The Flint Time Series Library

Flint is a time series library for Apache Spark. The ability to analyze time series data at scale is critical for the success of finance and IoT applications based on Spark. Flint is Two Sigma's implementation of highly optimized time series operations in Spark. It performs truly parallel and rich analyses on time series data by taking advantage of the natural ordering in time series data to provide locality-based optimizations.

Flint is an open source library for Spark based around the TimeSeriesRDD, a time series aware data structure, and a collection of time series utility and analysis functions that use TimeSeriesRDDs. Unlike DataFrame and Dataset, Flint's TimeSeriesRDDs can leverage the existing ordering properties of datasets at rest and the fact that almost all data manipulations and analysis over these datasets respect their temporal ordering properties. It differs from other time series efforts in Spark in its ability to efficiently compute across panel data or on large scale high frequency data.

This example uses prices.csv file from Kaggle. For it to work you need to get it and put it in /tmp/prices.csv.


In [ ]:
%%classpath add mvn
org.apache.spark spark-sql_2.12 2.4.4
org.apache.spark spark-mllib_2.12 2.4.4
com.github.twosigma flint 6055a7a231

In [ ]:
val begin = "20150101"
val end   = "20160101"

In [ ]:
%%spark -s

In [ ]:
import org.apache.spark.sql.types._
import org.apache.spark.sql.Row
//import com.twosigma.flint.timeseries.io.read
import com.twosigma.flint.timeseries.Windows
import com.twosigma.flint.timeseries.Summarizers
import scala.concurrent.duration._
//import com.twosigma.flint.timeseries.implicits._
import com.twosigma.flint.timeseries._

Read Local Files


In [ ]:
import com.twosigma.flint.timeseries.CSV

//Load prices.csv from https://www.kaggle.com/dgawlik/nyse

//Creates a TimeSeriesRDD from a CSV file
var pricesRdd = CSV.from(
  spark.sqlContext,
  "file:///tmp/prices.csv",
  header = true,
  timeColumnName = "date",  
  dateFormat = "dd/MM/yyyy HH:mm",
  sorted = false
)
pricesRdd

In [ ]:
pricesRdd.display(5)

Basic Operations


In [ ]:
val priceAsInteger = pricesRdd.cast("close" -> IntegerType)

> Dataset:
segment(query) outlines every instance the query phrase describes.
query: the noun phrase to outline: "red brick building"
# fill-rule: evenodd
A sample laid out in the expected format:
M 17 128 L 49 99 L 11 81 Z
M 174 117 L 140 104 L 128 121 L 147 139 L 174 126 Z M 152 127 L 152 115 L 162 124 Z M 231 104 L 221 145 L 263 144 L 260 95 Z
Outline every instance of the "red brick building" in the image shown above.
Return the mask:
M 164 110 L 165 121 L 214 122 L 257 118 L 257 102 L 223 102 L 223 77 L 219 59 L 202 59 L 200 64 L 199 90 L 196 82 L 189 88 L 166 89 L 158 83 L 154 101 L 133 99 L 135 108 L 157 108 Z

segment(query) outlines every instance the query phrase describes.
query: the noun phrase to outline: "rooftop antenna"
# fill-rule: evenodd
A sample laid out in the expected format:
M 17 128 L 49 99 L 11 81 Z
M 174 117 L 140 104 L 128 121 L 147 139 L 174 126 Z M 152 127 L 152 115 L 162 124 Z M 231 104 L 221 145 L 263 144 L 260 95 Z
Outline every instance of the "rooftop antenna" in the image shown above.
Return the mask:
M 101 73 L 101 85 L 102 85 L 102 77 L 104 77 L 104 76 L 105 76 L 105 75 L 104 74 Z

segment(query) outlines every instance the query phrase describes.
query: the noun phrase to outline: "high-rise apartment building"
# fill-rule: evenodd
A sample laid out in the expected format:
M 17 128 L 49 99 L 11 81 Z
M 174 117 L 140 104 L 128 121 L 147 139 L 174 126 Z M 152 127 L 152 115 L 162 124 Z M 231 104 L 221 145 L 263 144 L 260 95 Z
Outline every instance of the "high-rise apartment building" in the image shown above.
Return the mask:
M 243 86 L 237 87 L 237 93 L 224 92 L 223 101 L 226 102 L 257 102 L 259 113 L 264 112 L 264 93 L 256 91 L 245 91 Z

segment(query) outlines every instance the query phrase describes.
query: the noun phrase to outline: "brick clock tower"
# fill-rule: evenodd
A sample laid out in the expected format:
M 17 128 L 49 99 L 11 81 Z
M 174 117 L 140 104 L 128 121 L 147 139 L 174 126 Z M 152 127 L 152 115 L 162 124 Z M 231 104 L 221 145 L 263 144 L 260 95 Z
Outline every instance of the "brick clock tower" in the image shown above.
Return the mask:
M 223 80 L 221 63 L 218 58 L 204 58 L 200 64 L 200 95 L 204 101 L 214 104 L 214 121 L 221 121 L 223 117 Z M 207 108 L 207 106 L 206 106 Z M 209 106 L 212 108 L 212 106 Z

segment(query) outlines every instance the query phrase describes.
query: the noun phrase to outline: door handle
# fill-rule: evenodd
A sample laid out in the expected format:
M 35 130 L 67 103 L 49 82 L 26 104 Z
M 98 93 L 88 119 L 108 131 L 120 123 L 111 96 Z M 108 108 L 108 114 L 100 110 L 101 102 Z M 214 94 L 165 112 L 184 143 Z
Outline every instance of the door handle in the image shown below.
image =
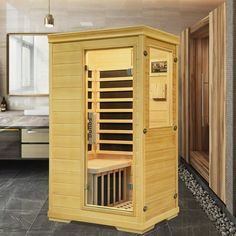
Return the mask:
M 96 113 L 88 113 L 88 143 L 96 144 Z

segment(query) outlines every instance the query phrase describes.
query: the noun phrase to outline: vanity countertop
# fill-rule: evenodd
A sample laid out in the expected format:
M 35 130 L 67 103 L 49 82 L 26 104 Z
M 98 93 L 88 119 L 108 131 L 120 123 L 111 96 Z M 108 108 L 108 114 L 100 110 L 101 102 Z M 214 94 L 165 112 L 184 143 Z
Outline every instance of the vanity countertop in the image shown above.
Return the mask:
M 48 128 L 48 116 L 25 116 L 23 111 L 0 112 L 0 128 Z

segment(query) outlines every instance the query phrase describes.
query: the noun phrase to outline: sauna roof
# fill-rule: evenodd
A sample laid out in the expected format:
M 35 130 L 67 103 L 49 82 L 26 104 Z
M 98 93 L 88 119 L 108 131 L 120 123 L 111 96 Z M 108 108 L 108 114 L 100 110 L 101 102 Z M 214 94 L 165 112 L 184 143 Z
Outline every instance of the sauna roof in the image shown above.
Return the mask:
M 106 38 L 118 38 L 128 36 L 139 36 L 145 35 L 150 38 L 158 39 L 161 41 L 179 44 L 179 37 L 164 31 L 149 27 L 149 26 L 133 26 L 125 28 L 110 28 L 110 29 L 99 29 L 79 32 L 68 32 L 68 33 L 55 33 L 49 34 L 49 43 L 59 42 L 73 42 L 83 41 L 90 39 L 106 39 Z

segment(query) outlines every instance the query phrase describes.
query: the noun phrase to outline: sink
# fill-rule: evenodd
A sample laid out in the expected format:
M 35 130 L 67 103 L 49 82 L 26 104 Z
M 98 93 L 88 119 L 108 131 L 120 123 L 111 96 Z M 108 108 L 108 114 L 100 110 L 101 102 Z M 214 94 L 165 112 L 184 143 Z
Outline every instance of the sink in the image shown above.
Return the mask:
M 34 109 L 24 110 L 25 116 L 48 116 L 49 107 L 38 107 Z

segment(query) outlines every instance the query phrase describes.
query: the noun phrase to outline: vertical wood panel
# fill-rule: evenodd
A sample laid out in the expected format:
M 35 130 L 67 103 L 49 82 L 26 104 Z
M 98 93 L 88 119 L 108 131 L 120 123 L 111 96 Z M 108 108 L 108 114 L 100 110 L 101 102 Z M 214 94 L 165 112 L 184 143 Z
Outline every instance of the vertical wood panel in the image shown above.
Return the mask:
M 210 187 L 225 201 L 225 4 L 210 13 Z
M 150 46 L 151 45 L 151 46 Z M 160 50 L 171 52 L 174 58 L 177 55 L 174 45 L 163 42 L 154 42 L 151 39 L 146 40 L 146 47 L 159 48 Z M 150 57 L 146 59 L 145 68 L 150 70 Z M 157 58 L 158 59 L 158 58 Z M 150 71 L 147 71 L 144 80 L 144 113 L 145 127 L 148 128 L 145 134 L 145 159 L 144 159 L 144 194 L 145 205 L 148 210 L 145 213 L 145 220 L 150 220 L 156 215 L 177 209 L 178 199 L 174 195 L 178 192 L 177 186 L 177 131 L 173 126 L 178 122 L 178 80 L 177 64 L 169 63 L 172 66 L 171 75 L 171 96 L 169 112 L 172 113 L 172 120 L 168 126 L 158 128 L 150 127 L 150 114 L 148 111 L 150 102 Z
M 180 155 L 189 162 L 189 29 L 180 37 Z

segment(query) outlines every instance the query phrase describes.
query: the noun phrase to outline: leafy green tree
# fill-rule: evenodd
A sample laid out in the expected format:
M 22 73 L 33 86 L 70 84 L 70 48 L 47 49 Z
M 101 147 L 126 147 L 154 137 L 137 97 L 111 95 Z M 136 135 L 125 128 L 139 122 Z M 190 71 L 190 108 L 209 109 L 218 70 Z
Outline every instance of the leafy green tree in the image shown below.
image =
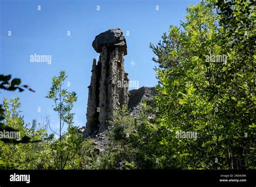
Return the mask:
M 60 71 L 59 76 L 55 76 L 52 79 L 52 87 L 45 97 L 53 100 L 53 110 L 58 113 L 59 119 L 59 132 L 58 134 L 54 132 L 59 136 L 59 141 L 55 141 L 51 147 L 55 165 L 59 169 L 65 168 L 70 157 L 74 157 L 78 152 L 82 141 L 77 134 L 77 128 L 72 125 L 75 113 L 71 111 L 74 102 L 77 100 L 76 94 L 74 91 L 69 92 L 63 89 L 63 83 L 67 77 L 64 71 Z M 68 125 L 68 133 L 63 134 L 62 131 L 65 123 Z
M 36 129 L 35 121 L 32 128 L 29 127 L 29 124 L 25 125 L 23 117 L 20 116 L 22 112 L 19 110 L 21 104 L 18 97 L 11 99 L 4 98 L 3 103 L 5 118 L 4 125 L 17 130 L 17 131 L 15 132 L 19 133 L 21 138 L 29 137 L 29 141 L 26 143 L 17 143 L 21 141 L 15 141 L 9 139 L 8 141 L 0 141 L 2 168 L 38 169 L 39 165 L 45 164 L 45 162 L 42 160 L 44 159 L 45 162 L 48 162 L 50 149 L 46 130 L 43 128 Z
M 150 46 L 159 110 L 143 125 L 155 132 L 145 156 L 157 160 L 153 168 L 255 168 L 255 13 L 251 1 L 221 2 L 191 5 L 181 27 Z M 196 140 L 177 138 L 180 131 Z

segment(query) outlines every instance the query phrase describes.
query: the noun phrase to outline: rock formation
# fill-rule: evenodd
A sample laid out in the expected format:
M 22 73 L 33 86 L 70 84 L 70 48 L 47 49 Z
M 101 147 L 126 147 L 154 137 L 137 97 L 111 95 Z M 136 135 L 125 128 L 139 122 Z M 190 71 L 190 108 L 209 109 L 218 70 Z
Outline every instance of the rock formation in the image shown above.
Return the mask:
M 100 33 L 95 38 L 92 47 L 100 55 L 97 63 L 93 59 L 92 63 L 85 137 L 104 131 L 107 121 L 113 118 L 113 111 L 129 102 L 128 87 L 120 84 L 129 83 L 124 67 L 127 46 L 123 32 L 117 28 Z

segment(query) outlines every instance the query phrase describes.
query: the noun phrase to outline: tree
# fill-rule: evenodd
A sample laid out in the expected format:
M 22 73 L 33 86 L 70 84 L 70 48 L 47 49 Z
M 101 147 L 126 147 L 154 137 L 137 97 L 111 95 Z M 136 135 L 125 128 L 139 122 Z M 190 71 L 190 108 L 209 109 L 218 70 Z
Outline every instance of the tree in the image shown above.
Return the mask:
M 255 167 L 255 13 L 251 1 L 221 2 L 191 5 L 181 27 L 150 45 L 160 64 L 159 112 L 144 121 L 156 132 L 145 154 L 157 159 L 154 167 Z M 177 138 L 180 131 L 197 138 Z
M 78 151 L 76 150 L 78 149 L 76 146 L 82 141 L 81 137 L 76 134 L 77 134 L 77 128 L 72 125 L 75 113 L 71 112 L 73 103 L 77 100 L 76 94 L 74 91 L 69 92 L 63 88 L 67 77 L 64 71 L 60 71 L 59 76 L 55 76 L 52 79 L 52 87 L 45 97 L 53 100 L 53 110 L 57 112 L 59 119 L 59 132 L 58 134 L 53 131 L 59 136 L 59 141 L 55 141 L 52 146 L 55 163 L 59 169 L 64 169 L 70 153 L 72 150 L 75 153 Z M 65 123 L 68 125 L 68 133 L 63 135 L 62 131 Z

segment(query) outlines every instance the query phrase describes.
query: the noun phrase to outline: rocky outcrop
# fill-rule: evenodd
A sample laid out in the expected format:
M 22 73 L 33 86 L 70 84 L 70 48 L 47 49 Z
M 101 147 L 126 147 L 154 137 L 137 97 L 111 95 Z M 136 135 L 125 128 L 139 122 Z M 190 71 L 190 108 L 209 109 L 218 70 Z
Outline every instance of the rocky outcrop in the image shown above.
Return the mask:
M 143 87 L 138 89 L 129 91 L 128 107 L 131 115 L 134 117 L 139 116 L 142 109 L 143 100 L 150 99 L 153 96 L 153 88 Z
M 129 83 L 124 67 L 127 46 L 123 32 L 117 28 L 103 32 L 95 38 L 92 46 L 100 55 L 97 64 L 95 59 L 92 64 L 85 137 L 104 131 L 113 111 L 129 102 L 128 88 L 119 86 L 123 85 L 119 82 Z

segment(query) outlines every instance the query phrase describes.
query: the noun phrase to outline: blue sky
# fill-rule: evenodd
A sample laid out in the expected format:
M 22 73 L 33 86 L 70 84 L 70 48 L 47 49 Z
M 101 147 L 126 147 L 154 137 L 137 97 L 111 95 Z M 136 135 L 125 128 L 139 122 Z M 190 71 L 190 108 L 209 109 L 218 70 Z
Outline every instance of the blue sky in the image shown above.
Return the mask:
M 170 25 L 179 26 L 185 20 L 186 9 L 198 1 L 0 0 L 0 73 L 20 78 L 22 84 L 36 90 L 1 91 L 0 102 L 4 96 L 20 97 L 26 123 L 33 119 L 41 122 L 48 115 L 57 130 L 53 102 L 45 96 L 51 78 L 64 70 L 69 76 L 66 82 L 70 83 L 68 90 L 75 91 L 78 97 L 73 110 L 75 125 L 85 126 L 92 60 L 99 55 L 92 47 L 95 37 L 120 28 L 127 41 L 125 69 L 130 80 L 139 81 L 139 87 L 153 87 L 157 83 L 156 64 L 151 60 L 154 55 L 150 43 L 158 42 Z M 30 62 L 30 56 L 35 53 L 51 55 L 51 64 Z

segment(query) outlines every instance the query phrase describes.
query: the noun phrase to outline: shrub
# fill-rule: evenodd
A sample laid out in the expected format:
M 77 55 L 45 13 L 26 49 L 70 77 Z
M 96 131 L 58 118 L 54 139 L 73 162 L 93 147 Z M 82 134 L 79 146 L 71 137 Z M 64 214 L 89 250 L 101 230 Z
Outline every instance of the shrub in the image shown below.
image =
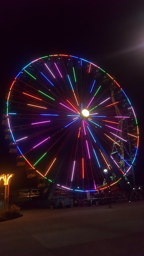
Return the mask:
M 17 218 L 19 215 L 20 207 L 18 206 L 13 204 L 5 212 L 5 217 L 10 219 Z

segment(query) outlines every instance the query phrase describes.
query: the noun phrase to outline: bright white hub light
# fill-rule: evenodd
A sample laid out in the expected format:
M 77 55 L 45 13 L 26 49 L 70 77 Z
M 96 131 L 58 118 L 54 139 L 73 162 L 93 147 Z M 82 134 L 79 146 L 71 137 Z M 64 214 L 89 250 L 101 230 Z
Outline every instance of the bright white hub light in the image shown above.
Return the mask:
M 83 109 L 82 111 L 82 113 L 84 117 L 88 117 L 90 114 L 89 111 L 87 109 Z

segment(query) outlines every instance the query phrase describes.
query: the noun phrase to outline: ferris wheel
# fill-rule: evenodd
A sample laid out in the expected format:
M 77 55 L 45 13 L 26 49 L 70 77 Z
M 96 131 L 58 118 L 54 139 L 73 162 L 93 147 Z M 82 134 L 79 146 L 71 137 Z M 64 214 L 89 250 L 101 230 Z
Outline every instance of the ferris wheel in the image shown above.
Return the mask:
M 127 184 L 137 119 L 121 86 L 100 67 L 71 55 L 39 58 L 17 76 L 7 103 L 10 151 L 31 177 L 58 177 L 57 186 L 81 191 Z

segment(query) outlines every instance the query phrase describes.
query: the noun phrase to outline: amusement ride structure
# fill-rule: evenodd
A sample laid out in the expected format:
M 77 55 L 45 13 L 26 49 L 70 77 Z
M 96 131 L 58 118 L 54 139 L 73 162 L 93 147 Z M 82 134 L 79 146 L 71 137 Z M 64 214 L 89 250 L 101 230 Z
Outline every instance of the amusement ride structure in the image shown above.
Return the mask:
M 11 86 L 3 124 L 17 165 L 53 191 L 131 189 L 137 119 L 121 85 L 95 64 L 63 54 L 32 61 Z

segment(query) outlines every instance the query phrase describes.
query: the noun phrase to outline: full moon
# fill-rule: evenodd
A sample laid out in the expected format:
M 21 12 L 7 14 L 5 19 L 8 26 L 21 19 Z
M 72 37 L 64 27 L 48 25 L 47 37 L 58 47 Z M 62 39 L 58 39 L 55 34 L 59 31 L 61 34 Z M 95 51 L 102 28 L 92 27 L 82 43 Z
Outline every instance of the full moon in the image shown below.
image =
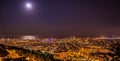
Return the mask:
M 32 8 L 32 4 L 31 3 L 26 3 L 26 8 L 27 9 L 31 9 Z

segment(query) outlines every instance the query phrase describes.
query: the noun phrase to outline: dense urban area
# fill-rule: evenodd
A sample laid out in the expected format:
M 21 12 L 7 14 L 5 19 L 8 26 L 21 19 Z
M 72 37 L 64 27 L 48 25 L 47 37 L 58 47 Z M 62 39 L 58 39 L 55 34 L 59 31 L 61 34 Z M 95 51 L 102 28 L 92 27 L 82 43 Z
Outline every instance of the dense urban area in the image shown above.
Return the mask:
M 0 39 L 0 44 L 53 55 L 52 59 L 70 61 L 119 61 L 120 40 L 99 38 Z M 9 50 L 8 50 L 9 51 Z M 13 51 L 14 52 L 14 51 Z M 18 58 L 15 53 L 9 57 Z M 3 58 L 0 58 L 1 60 Z M 28 58 L 27 58 L 28 59 Z M 30 59 L 28 59 L 30 60 Z M 39 60 L 33 60 L 39 61 Z

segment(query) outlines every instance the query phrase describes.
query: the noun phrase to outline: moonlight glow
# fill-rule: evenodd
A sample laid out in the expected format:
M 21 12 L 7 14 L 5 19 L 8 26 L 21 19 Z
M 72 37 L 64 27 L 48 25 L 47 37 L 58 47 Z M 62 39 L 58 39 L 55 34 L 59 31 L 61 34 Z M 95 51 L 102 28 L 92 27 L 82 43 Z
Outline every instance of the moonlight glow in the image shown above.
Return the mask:
M 26 3 L 26 8 L 27 9 L 31 9 L 32 8 L 32 4 L 31 3 Z

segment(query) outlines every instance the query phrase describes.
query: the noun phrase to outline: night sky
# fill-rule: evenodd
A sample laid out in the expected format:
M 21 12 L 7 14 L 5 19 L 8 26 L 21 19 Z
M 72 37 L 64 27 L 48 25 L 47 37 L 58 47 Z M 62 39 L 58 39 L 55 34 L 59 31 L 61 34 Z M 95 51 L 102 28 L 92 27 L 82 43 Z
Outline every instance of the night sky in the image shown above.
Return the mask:
M 31 2 L 32 9 L 25 7 Z M 119 0 L 0 0 L 0 36 L 120 34 Z

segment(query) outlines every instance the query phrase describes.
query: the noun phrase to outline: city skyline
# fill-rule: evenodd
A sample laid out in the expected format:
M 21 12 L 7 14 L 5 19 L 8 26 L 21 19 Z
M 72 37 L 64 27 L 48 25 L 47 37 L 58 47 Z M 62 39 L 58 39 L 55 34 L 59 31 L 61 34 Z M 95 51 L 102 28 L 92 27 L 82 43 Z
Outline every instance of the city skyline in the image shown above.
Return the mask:
M 26 7 L 25 4 L 28 2 L 30 4 Z M 117 0 L 1 0 L 0 35 L 119 35 L 119 5 Z

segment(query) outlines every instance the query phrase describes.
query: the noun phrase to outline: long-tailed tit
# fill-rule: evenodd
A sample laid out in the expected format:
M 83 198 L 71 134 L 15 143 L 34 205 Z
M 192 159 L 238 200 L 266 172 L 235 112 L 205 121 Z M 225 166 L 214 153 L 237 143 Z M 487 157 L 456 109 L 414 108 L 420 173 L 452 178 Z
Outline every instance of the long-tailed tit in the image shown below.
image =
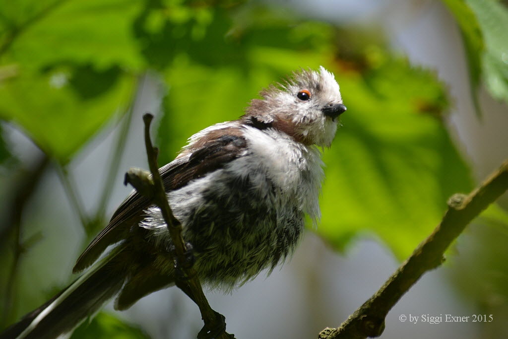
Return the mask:
M 293 252 L 305 216 L 320 216 L 320 148 L 330 145 L 346 110 L 339 86 L 321 67 L 295 73 L 260 95 L 238 120 L 193 135 L 160 170 L 184 238 L 194 248 L 195 267 L 212 288 L 229 290 L 273 269 Z M 125 310 L 174 285 L 171 245 L 158 208 L 133 193 L 74 271 L 88 270 L 0 338 L 56 337 L 115 295 L 115 307 Z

> Exercises to complete:
**1)** Reproduce the text of the Flint page between "The Flint Time" and "provide locality-based optimizations.", inclusive.
**2)** Recast the paragraph of the Flint page that begins "Flint is an open source library for Spark" as a short bulleted list that keeps its main facts.
**3)** Write what comes next on the Flint page, picking up after its last line of code.
None of the lines are needed for this work.

> In response:
**1)**
The Flint Time Series Library

Flint is a time series library for Apache Spark. The ability to analyze time series data at scale is critical for the success of finance and IoT applications based on Spark. Flint is Two Sigma's implementation of highly optimized time series operations in Spark. It performs truly parallel and rich analyses on time series data by taking advantage of the natural ordering in time series data to provide locality-based optimizations.

**2)**
- Flint is an open source Spark library built around the TimeSeriesRDD, a time series aware data structure, plus time series utility and analysis functions that use it.
- Unlike DataFrame and Dataset, TimeSeriesRDDs can use the existing ordering of datasets at rest.
- They also exploit the fact that nearly all manipulations and analyses of such data respect its temporal ordering.
- Flint stands apart from other Spark time series efforts by efficiently computing across panel data or large-scale high frequency data.

**3)**
preview(priceAsInteger)

In [ ]:
val filteredRowsByPrice = pricesRdd.keepRows { row: Row => row.getAs[Double]("low") > 4.0 }
preview(filteredRowsByPrice)

In [ ]:
val timeColumnOnly = pricesRdd.keepColumns("time")
preview(timeColumnOnly)

In [ ]:
val withoutIdColumn = pricesRdd.deleteColumns("symbol")
preview(withoutIdColumn)

In [ ]:
val renamedColumns = pricesRdd.renameColumns("symbol" -> "ticker", "low" -> "lowPrice", "open" -> "openPrice", "close" -> "closePrice", "high" -> "highPrice")
preview(renamedColumns)

Basic arithmetic on each row


In [ ]:
// Calculate logarithm of a column
val logVolumeRdd = pricesRdd.addColumns("logVolume" -> DoubleType -> { row => scala.math.log(row.getAs[Double]("volume")) })
preview(pricesRdd)

In [ ]:
// Raise a column to an exponent
val squaredVolumeRdd = pricesRdd.addColumns("squaredVolume" -> DoubleType -> { row => scala.math.pow(row.getAs[Double]("volume"), 2) })
preview(squaredVolumeRdd)

In [ ]:
// Calculate difference between two columns
val priceChangeRdd = pricesRdd.addColumns("priceChange" -> DoubleType -> { row => 
    row.getAs[Double]("close") - row.getAs[Double]("open")
})
preview(priceChangeRdd)

In [ ]:
val pricePercentChange = pricesRdd.addColumns("pricePercentChange" -> DoubleType -> { row =>
    val openPrice = row.getAs[Double]("open")
    val closePrice = row.getAs[Double]("close")
    if (openPrice != 0) (closePrice - openPrice) / openPrice else null
})
preview(pricePercentChange)

Filtering


In [ ]:
// Select rows where the price went up
val priceIncreasedRdd = pricesRdd.keepRows { row =>
    row.getAs[Double]("close") > row.getAs[Double]("open")
}
preview(priceIncreasedRdd)

In [ ]:
// The keepRows and deleteRows functions take a function from Row to Boolean as a filtering criteria.
// Only get rows whose symbol starts with 'A'
val startsWithARdd = pricesRdd.keepRows { row =>
    val symbol = row.getAs[String]("symbol")
    symbol != null && symbol.startsWith("A")
}
preview(startsWithARdd)

In [ ]:
//Remove all rows whose volumn is less than 2000000
val lowVolumeRdd  = pricesRdd.keepRows { row =>
    row.getAs[Double]("volume") < 2000000
}
preview(lowVolumeRdd)

Using history with window


In [ ]:
// Moving average over the last two weeks 
val ibmPricesRdd = pricesRdd.keepRows { row =>
    row.getAs[String]("symbol") == "IBM"
}
var windowedIbmPricesRdd = ibmPricesRdd.addWindows(Windows.pastAbsoluteTime("14days"))
windowedIbmPricesRdd = windowedIbmPricesRdd.addColumns("movingAverage" -> DoubleType -> { row =>
    val pastRows = row.getAs[Seq[Row]]("window_past_14days")
    pastRows.map(_.getAs[Double]("close")).sum / pastRows.size
})
preview(windowedIbmPricesRdd)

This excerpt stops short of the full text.